§ DATASET ROWS:
-*-*-

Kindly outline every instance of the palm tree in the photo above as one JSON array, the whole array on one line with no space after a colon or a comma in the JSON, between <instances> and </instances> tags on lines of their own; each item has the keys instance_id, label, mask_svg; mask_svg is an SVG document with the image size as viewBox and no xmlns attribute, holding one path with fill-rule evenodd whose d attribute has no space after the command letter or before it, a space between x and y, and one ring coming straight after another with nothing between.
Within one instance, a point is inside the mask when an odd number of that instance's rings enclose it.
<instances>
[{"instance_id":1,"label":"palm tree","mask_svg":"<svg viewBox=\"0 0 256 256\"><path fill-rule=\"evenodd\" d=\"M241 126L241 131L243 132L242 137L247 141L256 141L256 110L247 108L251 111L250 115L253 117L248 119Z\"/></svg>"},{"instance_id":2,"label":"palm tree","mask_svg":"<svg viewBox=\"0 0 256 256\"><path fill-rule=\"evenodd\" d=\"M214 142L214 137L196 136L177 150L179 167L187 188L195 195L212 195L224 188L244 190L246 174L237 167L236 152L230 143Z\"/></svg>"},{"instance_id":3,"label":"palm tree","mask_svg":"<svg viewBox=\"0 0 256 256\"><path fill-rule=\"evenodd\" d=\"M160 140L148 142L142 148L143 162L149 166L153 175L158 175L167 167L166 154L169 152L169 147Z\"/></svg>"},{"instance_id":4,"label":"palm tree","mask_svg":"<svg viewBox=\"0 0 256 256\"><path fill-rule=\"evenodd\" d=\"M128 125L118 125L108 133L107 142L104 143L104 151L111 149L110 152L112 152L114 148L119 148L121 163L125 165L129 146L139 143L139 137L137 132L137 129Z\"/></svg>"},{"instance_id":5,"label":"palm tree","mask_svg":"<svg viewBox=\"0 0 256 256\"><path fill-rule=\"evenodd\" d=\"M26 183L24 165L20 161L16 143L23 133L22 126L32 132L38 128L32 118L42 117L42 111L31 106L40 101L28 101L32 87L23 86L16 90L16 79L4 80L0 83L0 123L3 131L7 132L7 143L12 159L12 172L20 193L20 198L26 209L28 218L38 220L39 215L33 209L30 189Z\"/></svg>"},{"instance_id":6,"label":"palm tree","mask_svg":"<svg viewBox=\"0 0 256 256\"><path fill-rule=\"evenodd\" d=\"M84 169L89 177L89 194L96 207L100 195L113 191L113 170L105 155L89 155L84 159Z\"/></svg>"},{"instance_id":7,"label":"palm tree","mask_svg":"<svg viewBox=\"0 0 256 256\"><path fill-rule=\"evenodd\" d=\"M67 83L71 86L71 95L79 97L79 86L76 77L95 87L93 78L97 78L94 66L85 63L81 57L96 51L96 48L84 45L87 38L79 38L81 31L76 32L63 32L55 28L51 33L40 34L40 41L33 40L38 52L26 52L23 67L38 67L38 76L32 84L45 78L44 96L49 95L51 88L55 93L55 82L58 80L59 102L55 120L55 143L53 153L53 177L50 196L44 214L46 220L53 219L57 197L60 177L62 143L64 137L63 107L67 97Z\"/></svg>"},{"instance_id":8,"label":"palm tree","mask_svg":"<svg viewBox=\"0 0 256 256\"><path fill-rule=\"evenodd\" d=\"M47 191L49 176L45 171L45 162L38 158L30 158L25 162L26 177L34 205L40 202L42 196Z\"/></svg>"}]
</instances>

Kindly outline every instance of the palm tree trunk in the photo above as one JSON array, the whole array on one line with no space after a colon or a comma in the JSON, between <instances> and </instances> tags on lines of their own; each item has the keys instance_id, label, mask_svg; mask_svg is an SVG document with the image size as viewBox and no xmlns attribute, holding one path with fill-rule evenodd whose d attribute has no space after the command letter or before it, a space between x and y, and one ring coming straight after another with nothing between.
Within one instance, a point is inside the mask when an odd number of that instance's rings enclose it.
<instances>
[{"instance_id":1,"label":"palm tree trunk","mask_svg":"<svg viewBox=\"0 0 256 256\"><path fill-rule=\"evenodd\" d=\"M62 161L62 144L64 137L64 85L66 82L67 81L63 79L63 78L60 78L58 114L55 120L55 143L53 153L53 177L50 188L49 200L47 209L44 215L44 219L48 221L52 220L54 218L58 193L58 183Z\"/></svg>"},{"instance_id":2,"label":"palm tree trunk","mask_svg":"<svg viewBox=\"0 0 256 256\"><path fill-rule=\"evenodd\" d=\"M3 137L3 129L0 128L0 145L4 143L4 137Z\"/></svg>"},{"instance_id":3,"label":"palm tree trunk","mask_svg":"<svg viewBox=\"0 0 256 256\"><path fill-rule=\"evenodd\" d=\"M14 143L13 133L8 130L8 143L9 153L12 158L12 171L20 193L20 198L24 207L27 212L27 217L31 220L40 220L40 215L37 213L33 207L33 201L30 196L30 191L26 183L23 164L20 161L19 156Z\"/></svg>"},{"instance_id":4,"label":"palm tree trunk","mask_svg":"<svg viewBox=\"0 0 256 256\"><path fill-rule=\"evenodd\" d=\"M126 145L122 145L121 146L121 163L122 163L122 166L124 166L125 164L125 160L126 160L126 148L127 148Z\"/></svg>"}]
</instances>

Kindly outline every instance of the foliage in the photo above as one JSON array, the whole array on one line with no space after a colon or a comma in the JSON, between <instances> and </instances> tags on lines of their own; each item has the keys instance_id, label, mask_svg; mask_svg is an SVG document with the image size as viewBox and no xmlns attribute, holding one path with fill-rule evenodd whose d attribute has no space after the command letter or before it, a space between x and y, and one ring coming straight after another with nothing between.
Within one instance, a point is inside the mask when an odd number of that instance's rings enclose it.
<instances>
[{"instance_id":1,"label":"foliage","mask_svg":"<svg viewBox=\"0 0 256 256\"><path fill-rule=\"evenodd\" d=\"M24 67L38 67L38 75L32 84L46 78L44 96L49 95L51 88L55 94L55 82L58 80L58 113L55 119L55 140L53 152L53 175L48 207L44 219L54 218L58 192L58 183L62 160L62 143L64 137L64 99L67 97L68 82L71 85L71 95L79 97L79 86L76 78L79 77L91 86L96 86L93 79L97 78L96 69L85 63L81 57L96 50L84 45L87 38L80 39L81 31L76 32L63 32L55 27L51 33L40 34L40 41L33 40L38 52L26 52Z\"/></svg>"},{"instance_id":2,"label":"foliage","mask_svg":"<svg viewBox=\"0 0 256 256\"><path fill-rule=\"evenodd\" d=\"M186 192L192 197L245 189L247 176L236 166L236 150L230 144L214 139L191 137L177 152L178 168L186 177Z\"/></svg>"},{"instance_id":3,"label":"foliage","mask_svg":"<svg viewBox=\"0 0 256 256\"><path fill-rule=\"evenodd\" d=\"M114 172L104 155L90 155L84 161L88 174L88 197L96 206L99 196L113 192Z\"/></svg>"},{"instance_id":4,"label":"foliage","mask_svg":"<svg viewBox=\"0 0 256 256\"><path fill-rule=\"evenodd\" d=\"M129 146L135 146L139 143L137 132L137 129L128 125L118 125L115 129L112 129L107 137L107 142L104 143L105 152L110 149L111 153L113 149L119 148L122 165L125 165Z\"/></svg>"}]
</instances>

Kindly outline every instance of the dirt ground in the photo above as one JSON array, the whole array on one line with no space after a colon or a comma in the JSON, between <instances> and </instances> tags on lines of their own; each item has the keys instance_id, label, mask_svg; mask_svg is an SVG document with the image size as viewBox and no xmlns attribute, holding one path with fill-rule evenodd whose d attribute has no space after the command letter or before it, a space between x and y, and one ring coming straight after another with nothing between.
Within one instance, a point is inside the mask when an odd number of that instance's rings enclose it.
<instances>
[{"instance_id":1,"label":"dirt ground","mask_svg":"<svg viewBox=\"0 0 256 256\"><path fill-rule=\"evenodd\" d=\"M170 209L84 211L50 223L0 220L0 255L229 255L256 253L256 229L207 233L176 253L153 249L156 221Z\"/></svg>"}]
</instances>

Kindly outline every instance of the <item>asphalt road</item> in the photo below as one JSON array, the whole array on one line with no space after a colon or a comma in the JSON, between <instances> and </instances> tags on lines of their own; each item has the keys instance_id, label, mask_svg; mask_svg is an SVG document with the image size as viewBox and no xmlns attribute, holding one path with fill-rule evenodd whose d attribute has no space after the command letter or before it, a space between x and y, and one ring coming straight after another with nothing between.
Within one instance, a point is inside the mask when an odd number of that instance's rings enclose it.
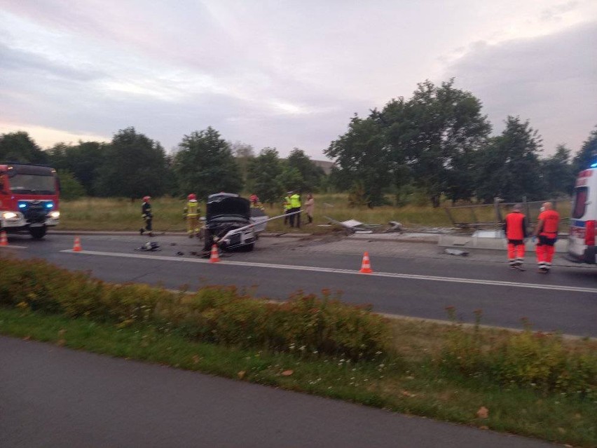
<instances>
[{"instance_id":1,"label":"asphalt road","mask_svg":"<svg viewBox=\"0 0 597 448\"><path fill-rule=\"evenodd\" d=\"M554 445L0 337L0 447Z\"/></svg>"},{"instance_id":2,"label":"asphalt road","mask_svg":"<svg viewBox=\"0 0 597 448\"><path fill-rule=\"evenodd\" d=\"M533 269L532 254L528 270L519 272L507 269L500 251L458 257L427 243L262 238L254 252L223 254L220 263L210 264L193 254L200 252L199 242L183 236L153 238L160 245L157 252L135 250L147 240L136 235L83 235L78 253L71 251L73 240L57 233L43 241L15 236L0 249L88 270L107 281L191 290L236 285L281 300L298 290L329 289L380 313L445 320L445 308L453 306L465 322L481 309L484 325L520 328L527 318L537 330L597 337L597 269L556 259L552 272L542 275ZM365 250L373 274L358 272Z\"/></svg>"}]
</instances>

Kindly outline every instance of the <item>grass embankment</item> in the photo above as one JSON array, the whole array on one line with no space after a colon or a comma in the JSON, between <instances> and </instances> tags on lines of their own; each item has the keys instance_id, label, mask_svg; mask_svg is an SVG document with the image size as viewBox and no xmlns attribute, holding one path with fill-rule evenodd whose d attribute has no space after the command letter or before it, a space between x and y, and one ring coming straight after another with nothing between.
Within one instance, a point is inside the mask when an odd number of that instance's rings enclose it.
<instances>
[{"instance_id":1,"label":"grass embankment","mask_svg":"<svg viewBox=\"0 0 597 448\"><path fill-rule=\"evenodd\" d=\"M325 292L278 305L231 287L110 285L39 261L0 258L0 269L5 334L597 447L594 341L389 321Z\"/></svg>"},{"instance_id":2,"label":"grass embankment","mask_svg":"<svg viewBox=\"0 0 597 448\"><path fill-rule=\"evenodd\" d=\"M314 226L303 226L303 230L324 233L333 229L317 226L329 222L325 217L336 221L356 219L368 224L386 224L397 221L407 228L451 227L453 223L444 208L433 208L428 205L409 205L397 208L391 206L369 208L351 208L345 194L322 194L315 196ZM160 198L151 201L153 209L153 228L156 231L184 231L186 224L182 217L184 201L175 198ZM446 203L446 206L450 203ZM536 219L538 203L530 210L530 218ZM271 207L266 204L266 212L270 217L281 215L282 206ZM200 204L205 212L205 204ZM502 216L507 210L502 208ZM60 204L62 216L60 229L63 230L138 231L142 226L141 201L124 198L85 198L76 201L62 201ZM570 204L566 201L558 203L558 210L563 218L570 212ZM493 205L452 209L453 219L457 222L493 222L495 212ZM302 217L306 222L306 217ZM283 220L275 220L267 224L268 231L289 231ZM338 228L337 228L338 229ZM565 229L563 220L562 230Z\"/></svg>"}]
</instances>

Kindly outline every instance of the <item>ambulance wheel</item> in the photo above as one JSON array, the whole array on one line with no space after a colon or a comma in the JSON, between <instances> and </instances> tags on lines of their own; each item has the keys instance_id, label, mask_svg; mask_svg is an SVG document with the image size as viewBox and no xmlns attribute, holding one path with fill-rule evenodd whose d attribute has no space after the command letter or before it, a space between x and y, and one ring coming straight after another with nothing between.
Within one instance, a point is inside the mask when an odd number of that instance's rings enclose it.
<instances>
[{"instance_id":1,"label":"ambulance wheel","mask_svg":"<svg viewBox=\"0 0 597 448\"><path fill-rule=\"evenodd\" d=\"M41 240L46 236L46 226L42 227L32 227L29 229L29 233L35 240Z\"/></svg>"}]
</instances>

-*-*-

§ WHAT THE TASK ASKS: Starting at the line with "Kindly outline every instance of the <item>ambulance", copy every line up to and including the last one in the entries above.

§ SOLUTION:
Kindly outline every instance of the <item>ambulance wheel</item> in the photo above as one JSON array, the whole array on one line with no space after a colon or a comma in the JSON, between <instances> and </instances> tags on lines of their own; each item has the keys instance_id, label, mask_svg; mask_svg is an SVG document with the image size as viewBox and no xmlns attribute, holding one path with fill-rule evenodd whose d attribute has no space after the command letter or before it, a space between x and y, and one ring coming straight after another with nothing between.
Within one instance, a point is inside the mask when an odd number of that instance's rings enclose it.
<instances>
[{"instance_id":1,"label":"ambulance wheel","mask_svg":"<svg viewBox=\"0 0 597 448\"><path fill-rule=\"evenodd\" d=\"M41 240L46 236L46 226L42 227L32 227L29 229L29 233L35 240Z\"/></svg>"}]
</instances>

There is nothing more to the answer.